- MATERIAL TO PROCESS -
──────────

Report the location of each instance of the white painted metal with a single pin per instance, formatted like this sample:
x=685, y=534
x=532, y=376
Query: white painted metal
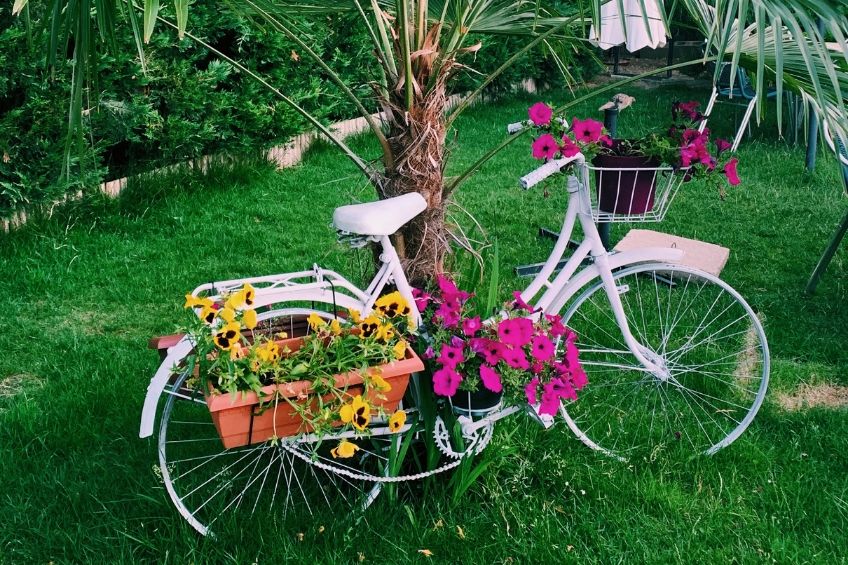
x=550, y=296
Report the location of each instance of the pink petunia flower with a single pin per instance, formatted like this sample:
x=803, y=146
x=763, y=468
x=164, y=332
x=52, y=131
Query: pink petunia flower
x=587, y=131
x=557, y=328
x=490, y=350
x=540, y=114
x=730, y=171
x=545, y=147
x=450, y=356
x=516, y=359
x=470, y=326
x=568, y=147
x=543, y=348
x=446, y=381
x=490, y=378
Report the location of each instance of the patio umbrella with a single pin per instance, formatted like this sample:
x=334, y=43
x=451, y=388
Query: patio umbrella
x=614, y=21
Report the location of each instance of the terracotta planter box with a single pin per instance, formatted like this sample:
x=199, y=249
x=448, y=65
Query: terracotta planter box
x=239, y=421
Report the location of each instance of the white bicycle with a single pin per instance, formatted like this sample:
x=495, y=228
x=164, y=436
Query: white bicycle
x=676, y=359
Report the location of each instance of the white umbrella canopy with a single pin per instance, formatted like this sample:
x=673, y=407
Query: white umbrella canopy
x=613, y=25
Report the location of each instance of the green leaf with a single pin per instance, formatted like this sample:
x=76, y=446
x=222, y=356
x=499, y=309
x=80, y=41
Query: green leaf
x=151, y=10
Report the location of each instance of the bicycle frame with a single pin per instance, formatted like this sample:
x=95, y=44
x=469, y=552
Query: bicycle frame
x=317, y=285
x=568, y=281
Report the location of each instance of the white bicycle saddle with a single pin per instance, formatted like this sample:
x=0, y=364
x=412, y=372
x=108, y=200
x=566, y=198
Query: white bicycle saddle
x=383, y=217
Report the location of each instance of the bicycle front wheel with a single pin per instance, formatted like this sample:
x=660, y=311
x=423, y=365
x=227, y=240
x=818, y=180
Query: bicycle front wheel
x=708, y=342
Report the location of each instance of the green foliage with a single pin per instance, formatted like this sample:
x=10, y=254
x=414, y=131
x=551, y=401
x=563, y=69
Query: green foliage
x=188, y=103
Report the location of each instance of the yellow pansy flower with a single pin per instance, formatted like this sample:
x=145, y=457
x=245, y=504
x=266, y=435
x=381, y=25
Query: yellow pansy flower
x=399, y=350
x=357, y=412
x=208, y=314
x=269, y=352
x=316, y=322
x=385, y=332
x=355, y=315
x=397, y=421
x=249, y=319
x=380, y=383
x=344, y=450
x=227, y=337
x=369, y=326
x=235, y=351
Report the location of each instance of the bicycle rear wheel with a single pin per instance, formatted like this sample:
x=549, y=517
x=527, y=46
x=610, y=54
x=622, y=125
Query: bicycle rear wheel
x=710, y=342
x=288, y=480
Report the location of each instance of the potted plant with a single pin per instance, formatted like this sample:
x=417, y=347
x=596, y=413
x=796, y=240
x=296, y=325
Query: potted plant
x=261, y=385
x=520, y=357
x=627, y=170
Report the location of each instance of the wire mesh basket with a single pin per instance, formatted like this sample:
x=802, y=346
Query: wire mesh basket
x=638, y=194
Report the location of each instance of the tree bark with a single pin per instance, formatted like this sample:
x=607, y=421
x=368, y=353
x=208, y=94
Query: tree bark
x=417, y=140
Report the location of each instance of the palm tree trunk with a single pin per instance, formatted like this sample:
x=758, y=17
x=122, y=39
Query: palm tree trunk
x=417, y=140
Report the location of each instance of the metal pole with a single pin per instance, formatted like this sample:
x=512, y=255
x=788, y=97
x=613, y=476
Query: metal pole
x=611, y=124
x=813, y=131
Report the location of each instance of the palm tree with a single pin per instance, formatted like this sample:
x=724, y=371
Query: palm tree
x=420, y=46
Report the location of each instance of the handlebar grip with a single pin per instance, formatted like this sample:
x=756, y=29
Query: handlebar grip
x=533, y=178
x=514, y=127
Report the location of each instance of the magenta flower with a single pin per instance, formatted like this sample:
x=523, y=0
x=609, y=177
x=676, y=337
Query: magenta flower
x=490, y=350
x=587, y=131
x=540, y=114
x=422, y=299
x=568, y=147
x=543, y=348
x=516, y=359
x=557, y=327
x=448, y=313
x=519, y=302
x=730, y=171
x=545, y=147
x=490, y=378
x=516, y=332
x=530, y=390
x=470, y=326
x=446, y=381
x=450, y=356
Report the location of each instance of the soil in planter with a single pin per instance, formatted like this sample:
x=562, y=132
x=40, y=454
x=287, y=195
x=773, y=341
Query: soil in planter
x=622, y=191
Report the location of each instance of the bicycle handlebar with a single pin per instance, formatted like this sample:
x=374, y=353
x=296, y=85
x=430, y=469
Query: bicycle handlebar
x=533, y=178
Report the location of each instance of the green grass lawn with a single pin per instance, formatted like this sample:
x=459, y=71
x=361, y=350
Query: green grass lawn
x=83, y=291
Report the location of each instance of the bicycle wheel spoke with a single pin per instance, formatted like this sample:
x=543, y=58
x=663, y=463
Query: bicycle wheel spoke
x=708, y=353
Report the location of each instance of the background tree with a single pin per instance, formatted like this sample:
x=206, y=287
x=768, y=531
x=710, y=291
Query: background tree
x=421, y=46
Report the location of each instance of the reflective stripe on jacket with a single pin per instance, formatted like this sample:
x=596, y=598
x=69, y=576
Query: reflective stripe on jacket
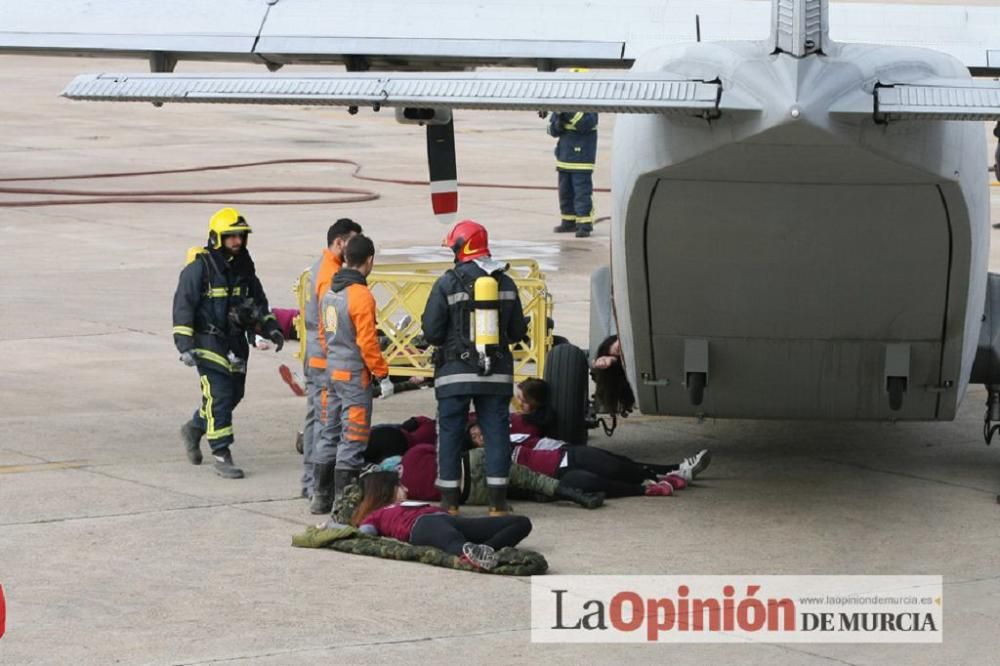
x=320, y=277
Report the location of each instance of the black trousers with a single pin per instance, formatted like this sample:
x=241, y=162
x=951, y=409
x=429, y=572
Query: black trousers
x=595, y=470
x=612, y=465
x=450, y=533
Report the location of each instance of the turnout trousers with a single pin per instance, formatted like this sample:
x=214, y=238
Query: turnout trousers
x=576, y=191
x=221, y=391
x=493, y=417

──────────

- PROBLEM DESCRIPTION -
Reproduce each of the items above verbatim and in full, leaving out the pictures.

- WRITTEN ANSWER -
Report the location of each instance of the white painted metal with a single pin per instance, formatted like this sample:
x=685, y=534
x=532, y=376
Query: white painted metal
x=550, y=296
Report the location of each instance of the pink petunia flower with a single pin per instance, formatted like this sample:
x=803, y=146
x=763, y=468
x=164, y=332
x=52, y=131
Query: pink petunia flower
x=587, y=131
x=557, y=328
x=490, y=350
x=540, y=114
x=730, y=171
x=545, y=147
x=450, y=356
x=516, y=359
x=470, y=326
x=568, y=147
x=543, y=348
x=446, y=381
x=490, y=378
Report the location of each instance of the patio umbrella with a single pin per instance, formatted like this sample:
x=334, y=43
x=451, y=388
Query: patio umbrella
x=614, y=21
Report the location of each instance of the terracotta planter box with a single pin per instance, formatted like this sample:
x=199, y=249
x=448, y=65
Query: terracotta planter box
x=239, y=421
Report the location of each instance of the white bicycle with a single pin per instance, formatted like this sample:
x=495, y=228
x=164, y=436
Query: white bicycle
x=676, y=359
Report the location of each instance of the white umbrella canopy with a single pin per instance, formatted like this sample:
x=673, y=407
Query: white umbrella canopy
x=613, y=25
Report the location of each instance of the green leaf with a single pin per instance, formatted like this sample:
x=76, y=446
x=222, y=356
x=499, y=309
x=80, y=41
Query: green leaf
x=151, y=10
Report the location of each instance of the bicycle frame with a single pin per instance, formatted like this sample:
x=95, y=44
x=469, y=552
Query: bicycle frame
x=317, y=285
x=568, y=281
Report the location of each instance of the white bicycle saddle with a single pin per instance, formatted like this sample:
x=0, y=364
x=412, y=372
x=108, y=200
x=566, y=198
Query: white bicycle saddle
x=383, y=217
Report the location of each instance of the bicycle front wheel with a single pin per instance, formatted like this sample:
x=660, y=311
x=423, y=365
x=227, y=240
x=818, y=180
Query: bicycle front wheel
x=708, y=342
Report the location of each instance of the green foliage with a single pin per instance, formatted like this sample:
x=10, y=254
x=414, y=131
x=551, y=401
x=563, y=69
Query: green foliage
x=188, y=103
Report the location of each instance of the yellow pansy flower with a single pin per instance, formatted like this sample:
x=145, y=457
x=245, y=504
x=266, y=435
x=381, y=25
Query: yellow pansy flower
x=399, y=350
x=357, y=412
x=208, y=314
x=269, y=352
x=316, y=322
x=385, y=332
x=355, y=315
x=397, y=421
x=249, y=319
x=380, y=383
x=344, y=450
x=227, y=337
x=369, y=326
x=235, y=351
Report the location of each instance of the bicycle rear wheel with a single pin per instance, formatted like this sample:
x=549, y=517
x=527, y=46
x=610, y=54
x=622, y=125
Query: bicycle rear wheel
x=710, y=342
x=288, y=480
Report the location of each instance of the potted plant with a single pin per instance, formatted like this sample:
x=417, y=347
x=596, y=413
x=796, y=240
x=296, y=325
Query: potted plant
x=261, y=385
x=520, y=357
x=627, y=170
Report the location of each instance of the wire mesh basket with a single pin per instance, formatted like this sample:
x=802, y=346
Query: wire mesh basket
x=638, y=194
Report the location of each instance of the tree bark with a single pin per instance, formatted like this sample:
x=607, y=421
x=368, y=353
x=208, y=94
Query: tree bark
x=417, y=140
Report the location of each instance of the palm tree trunk with a single pin per instance, formatted like this sample:
x=758, y=17
x=122, y=39
Query: palm tree trunk
x=417, y=140
Report the location of each instance of the metal pole with a single pin per instance, formatted like this sample:
x=512, y=255
x=788, y=97
x=613, y=476
Query: metal pole
x=611, y=124
x=813, y=131
Report the location of each instance of the palm tree with a single pin per instance, formatted like this sample:
x=724, y=371
Query: palm tree
x=420, y=46
Report the location of each instance of the handlebar grip with a single pin per instance, formatted like this sample:
x=756, y=29
Query: handlebar grip
x=533, y=178
x=514, y=127
Report the location of each instance of the magenta flower with a single pin per instance, formatted like this sample:
x=523, y=0
x=609, y=177
x=676, y=337
Query: magenta flower
x=490, y=350
x=587, y=131
x=540, y=114
x=422, y=299
x=568, y=147
x=543, y=348
x=516, y=359
x=557, y=327
x=448, y=313
x=519, y=302
x=730, y=171
x=545, y=147
x=490, y=378
x=516, y=332
x=530, y=390
x=470, y=326
x=446, y=381
x=450, y=356
Report the location of each instance of the soil in planter with a single pin per instance, formatted like this sample:
x=562, y=132
x=40, y=454
x=287, y=195
x=773, y=341
Query: soil in planter
x=622, y=191
Report the location of each instance of the bicycle handlebar with a single pin per instance, formatted like this sample:
x=374, y=353
x=296, y=85
x=430, y=469
Query: bicycle handlebar
x=533, y=178
Report the location of each instance of the green grass lawn with a single pin per instance, formatted like this sample:
x=459, y=71
x=361, y=350
Query: green grass lawn
x=83, y=291
Report the location of each instance of the bicycle wheel spoke with a single pin per instance, formatted like this sample:
x=543, y=58
x=663, y=463
Query: bicycle wheel spoke
x=708, y=353
Report the location of each instance of the background tree with a single pin per instance, formatted like this sample:
x=206, y=287
x=768, y=531
x=710, y=291
Query: background tree
x=421, y=46
Report the location of each instance of the reflective stripe on jacket with a single pin per instance, formatted like this sample:
x=596, y=598
x=69, y=576
Query: reflective stripe on jacket
x=320, y=277
Report the location of each instance of the black trousers with a single pin per instance, formatted like this sample:
x=241, y=162
x=951, y=409
x=429, y=572
Query: black trousers
x=595, y=470
x=612, y=465
x=450, y=533
Report the location of each instance of the turnout trousers with a single pin per instance, formatted like this sample:
x=214, y=238
Query: turnout trousers
x=576, y=191
x=221, y=391
x=493, y=417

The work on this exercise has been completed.